Pick out every line of the data below that contains the word "panel" and copy each one.

++++++++

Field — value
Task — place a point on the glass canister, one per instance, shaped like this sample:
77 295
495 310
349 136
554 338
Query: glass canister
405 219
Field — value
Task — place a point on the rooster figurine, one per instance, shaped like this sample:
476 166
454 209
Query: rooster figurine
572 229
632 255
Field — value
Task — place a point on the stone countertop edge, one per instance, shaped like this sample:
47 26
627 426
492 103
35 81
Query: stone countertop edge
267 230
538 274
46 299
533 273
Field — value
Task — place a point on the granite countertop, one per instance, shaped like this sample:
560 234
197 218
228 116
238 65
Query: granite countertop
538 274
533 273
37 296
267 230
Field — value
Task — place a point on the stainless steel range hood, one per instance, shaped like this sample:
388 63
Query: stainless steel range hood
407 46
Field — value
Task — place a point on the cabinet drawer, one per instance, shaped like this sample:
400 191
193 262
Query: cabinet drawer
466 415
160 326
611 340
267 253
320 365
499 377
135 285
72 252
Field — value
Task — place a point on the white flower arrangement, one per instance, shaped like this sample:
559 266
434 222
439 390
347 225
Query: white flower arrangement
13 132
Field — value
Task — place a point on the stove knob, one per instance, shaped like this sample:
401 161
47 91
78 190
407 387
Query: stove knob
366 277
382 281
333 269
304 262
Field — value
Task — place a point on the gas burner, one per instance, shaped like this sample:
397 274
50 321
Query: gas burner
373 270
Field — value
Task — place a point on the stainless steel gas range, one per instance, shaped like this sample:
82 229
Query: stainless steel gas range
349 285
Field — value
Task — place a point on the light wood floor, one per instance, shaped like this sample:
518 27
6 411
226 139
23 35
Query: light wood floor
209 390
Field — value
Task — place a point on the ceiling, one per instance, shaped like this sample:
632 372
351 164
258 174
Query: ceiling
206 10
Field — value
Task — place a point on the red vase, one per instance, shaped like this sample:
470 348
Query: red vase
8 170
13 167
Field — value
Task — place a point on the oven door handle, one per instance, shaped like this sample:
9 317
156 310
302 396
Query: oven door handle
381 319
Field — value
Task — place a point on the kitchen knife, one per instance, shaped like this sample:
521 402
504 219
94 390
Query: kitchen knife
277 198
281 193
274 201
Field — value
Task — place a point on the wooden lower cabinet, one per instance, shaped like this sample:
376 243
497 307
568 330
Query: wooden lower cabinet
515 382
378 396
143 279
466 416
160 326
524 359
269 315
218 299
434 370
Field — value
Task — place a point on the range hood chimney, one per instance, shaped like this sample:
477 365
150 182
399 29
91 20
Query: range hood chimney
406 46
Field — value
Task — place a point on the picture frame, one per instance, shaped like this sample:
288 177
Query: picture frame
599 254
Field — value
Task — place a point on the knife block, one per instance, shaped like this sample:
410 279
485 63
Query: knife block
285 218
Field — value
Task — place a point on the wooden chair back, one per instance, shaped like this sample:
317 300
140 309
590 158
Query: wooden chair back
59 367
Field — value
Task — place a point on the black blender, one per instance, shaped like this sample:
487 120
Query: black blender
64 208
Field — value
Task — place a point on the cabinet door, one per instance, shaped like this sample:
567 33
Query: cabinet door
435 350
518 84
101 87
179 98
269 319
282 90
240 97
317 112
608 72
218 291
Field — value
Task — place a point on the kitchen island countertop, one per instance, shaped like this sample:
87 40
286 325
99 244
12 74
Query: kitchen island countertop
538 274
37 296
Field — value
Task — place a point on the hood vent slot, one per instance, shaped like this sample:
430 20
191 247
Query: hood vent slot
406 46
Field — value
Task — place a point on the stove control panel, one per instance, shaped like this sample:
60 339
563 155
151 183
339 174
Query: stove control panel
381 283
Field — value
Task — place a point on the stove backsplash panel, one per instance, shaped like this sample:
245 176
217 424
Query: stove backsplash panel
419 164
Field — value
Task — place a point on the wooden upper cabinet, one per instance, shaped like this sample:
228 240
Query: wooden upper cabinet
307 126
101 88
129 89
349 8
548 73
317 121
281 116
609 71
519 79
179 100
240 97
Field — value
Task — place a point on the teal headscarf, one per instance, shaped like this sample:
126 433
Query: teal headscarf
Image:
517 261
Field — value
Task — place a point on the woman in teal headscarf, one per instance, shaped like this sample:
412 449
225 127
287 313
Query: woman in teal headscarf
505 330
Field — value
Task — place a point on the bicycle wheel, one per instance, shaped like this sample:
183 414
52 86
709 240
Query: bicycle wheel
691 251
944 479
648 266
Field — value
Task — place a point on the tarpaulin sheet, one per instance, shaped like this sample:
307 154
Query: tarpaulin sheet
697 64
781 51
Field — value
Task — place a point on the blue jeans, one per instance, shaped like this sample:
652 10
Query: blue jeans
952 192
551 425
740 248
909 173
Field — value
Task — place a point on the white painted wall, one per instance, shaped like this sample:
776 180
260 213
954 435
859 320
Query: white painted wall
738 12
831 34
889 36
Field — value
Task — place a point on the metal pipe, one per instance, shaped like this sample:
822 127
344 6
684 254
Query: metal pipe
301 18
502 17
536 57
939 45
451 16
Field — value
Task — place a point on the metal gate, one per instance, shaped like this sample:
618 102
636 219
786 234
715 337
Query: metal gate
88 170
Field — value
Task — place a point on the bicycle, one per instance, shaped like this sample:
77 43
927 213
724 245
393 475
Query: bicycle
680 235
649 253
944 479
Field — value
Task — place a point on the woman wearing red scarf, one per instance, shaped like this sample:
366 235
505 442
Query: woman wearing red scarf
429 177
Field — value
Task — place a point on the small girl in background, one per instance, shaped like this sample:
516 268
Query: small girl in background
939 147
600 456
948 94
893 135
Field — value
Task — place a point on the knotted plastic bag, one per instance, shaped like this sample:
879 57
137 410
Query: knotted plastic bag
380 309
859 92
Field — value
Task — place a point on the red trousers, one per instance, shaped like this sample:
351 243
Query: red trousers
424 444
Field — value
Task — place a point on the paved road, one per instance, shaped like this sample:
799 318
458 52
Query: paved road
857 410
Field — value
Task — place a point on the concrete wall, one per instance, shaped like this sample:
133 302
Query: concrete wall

++++++++

◆ Task solution
Task — place a point on the stove control panel, one per instance, shaped like this sample:
Query: stove control panel
Task — place a point on the stove backsplash panel, one per instance, shaped like this sample:
Query: stove backsplash panel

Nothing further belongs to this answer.